• [Görev 1]:
Erdoğan'ın Paris ziyaretine dair metinde adı geçen bütün ülke ve şehirleri, metindeki ilk geçiş sırasına göre yaz.
• [Görev 2]:
Erdoğan'ın Paris ziyaretine dair metni son cümlesinden sonra sürdür.

Erdoğan Paris'e eleştirilmek için mi gitti?
Uzun zamandır Avrupa Birliği üyesi ülkelere elle tutulur ziyaret gerçekleştiremeyen Erdoğan, AB umuduyla gittiği Paris'te eleştiri oklarının hedefi oldu. Fransız basınından sokaklara, Erdoğan ziyaretine dair değerlendirmeleri derledik.
Haber/Yorum
Türkiye Cumhurbaşkanı Recep Tayyip Erdoğan'ın 'Dostum Macron' dediği Fransız mevkidaşı Emmanuel Macron'la gerçekleştirdiği ziyaret öncesi ve sonrası yapılan açıklama ve değerlendirmeler, Türkiye'nin Fransa'ya adeta eleştirilmek üzere gittiği yorumlarına sebep olmakta.
Eleştiriler Erdoğan Paris'e varmadan başladı
Erdoğan ziyaretinden önce, içerde 'Erdoğan'ı basın özgürlüğü, temel insan hakları gibi konularda yeterince eleştirmemekle suçlanan Cumhurbaşkanı Macron, yaptığı açıklamada "Basın özgürlüğü yalnızca diktatörlüklerde değil, bazı Avrupa ülkelerinin aralarında olduğu demokrasilerde de zarar görmekte" demiş ve Erdoğan ile yapacağı görüşmede basın özgürlüğü konusunu da gündeme getireceğini söylemiş, Macron'un bu açıklamaları Ankara'da tatsızlık yaratmıştı. Macron eleştirilerinin dozajını arttırarak "Türkiye’de hâlâ, aralarında Avrupalıların da bulunduğu tutuklu gazeteciler var. Bu konuyu Türk makamlarının gündemine getirmeye devam edeceğim, inandığımız değerler böyle gerektiriyor" diye konuştu.
Erdoğan protestolarla karşılandı
Eleştiriler Macron'la sınırlı kalmadı. Fransa ziyaretindeki Erdoğan, başkent Paris’te protesto edildi, Türkiye’deki insan hakkı ihlallerine yönelik tepkiler dile getirildi.Demokratik kitle örgütlerinin çağrısıyla yapılan protestoda Erdoğan’ı eleştiren sloganlar ve KHK ile yürürlüğe sokulan cezaevlerinde tek tip kıyafet uygulamasına tepki gösterildi.

• [Gösterilen Bilgiler]:
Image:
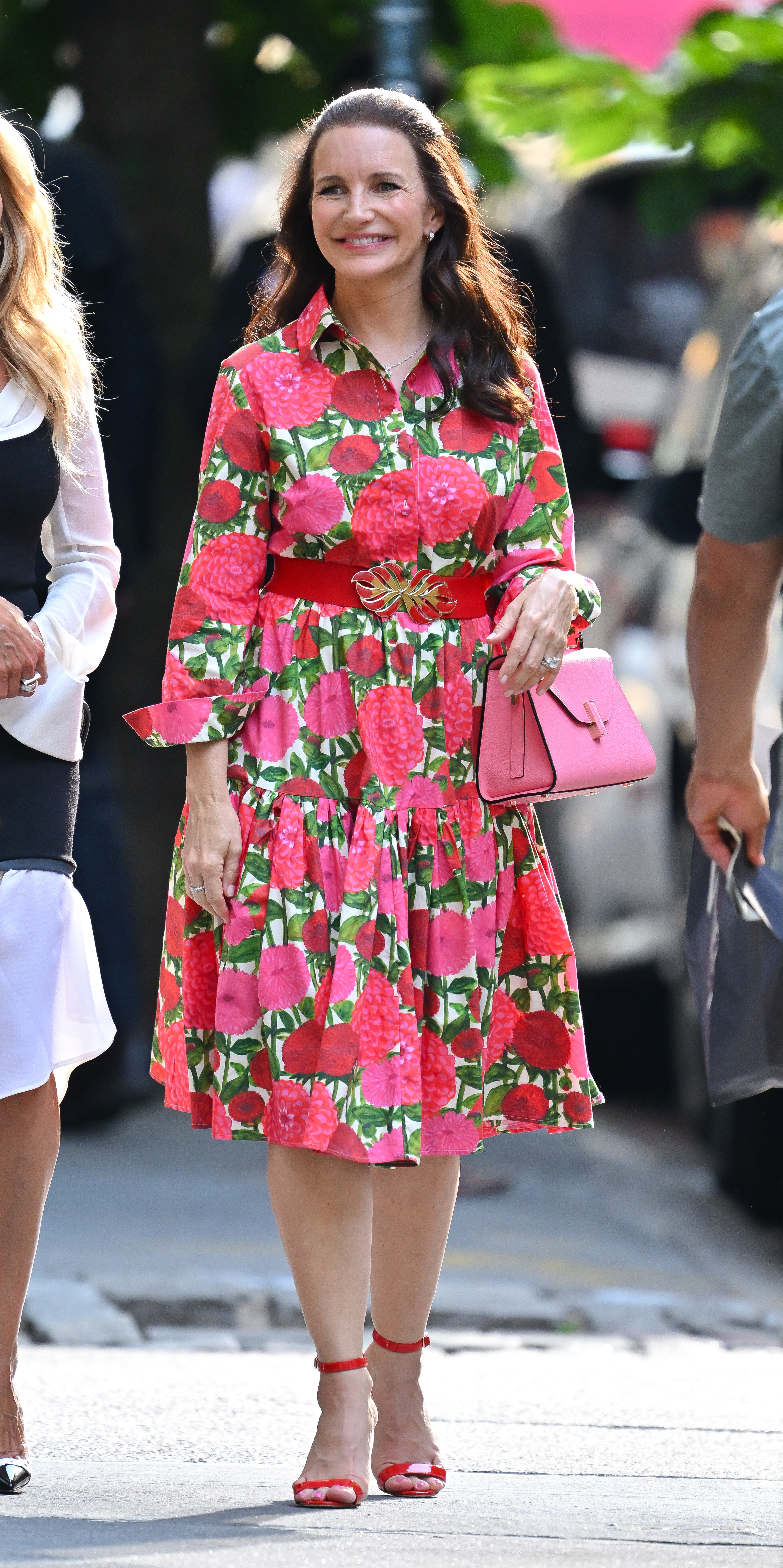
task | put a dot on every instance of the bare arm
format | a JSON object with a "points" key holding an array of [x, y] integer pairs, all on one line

• [Çıktı 1]:
Paris, Türkiye, Fransa, Ankara

• [Çıktı 2]:
Öte yandan Erdoğan'ın ziyareti sırasında Sınır Tanımayan Gazeteciler, Türkiye’de tutuklu bulunan gazetecilerin maketleriyle eylem yaptı ve Macron’un Erdoğan ile görüşmesinde tutuklu gazetecilerin durumuna dikkat çekmesini talep etti. Örgütün genel sekreteri Chritophe Deloire “Erdoğan’ın gerilim stratejisi jem Türkiye hem Avrupa için tehlikelerle dolu. Türkiye’nin bu kadar öngörülemez hale gelmesi kimsenin çıkarına değil” ifadelerini kullandı.
Cumhurbaşkanı Erdoğan'a yönelik bir diğer protesto ise FEMEN tarafından gerçekleştirildi. Garson kostümü giyinen FEMEN üyeleri, bedenlerine "Erdoğan insan haklarını yiyor" ve "Erdoğan Kürtlerin haklarını yiyor" gibi ifadeler yazdı.
Erdoğan'a eleştiri okları Fransız basınından da geldi
Le Figaro, "Erdoğan Paris'te AB'ye el uzatıyor" başlıklı yazısında 15 Temmuz darbe girişiminden sonra binlerce kamu çalışanın tasfiyesine ve insan haklarına ilişkin kaygıların Macron tarafından dile getirileceği, Erdoğan'ın gündeminde ise Suriye'deki gelişmeler ve Kudüs olacağı ayrıca Ankara ile Brüksel arasındaki ilişkileri geliştirmeyi hedeflediği belirtildi.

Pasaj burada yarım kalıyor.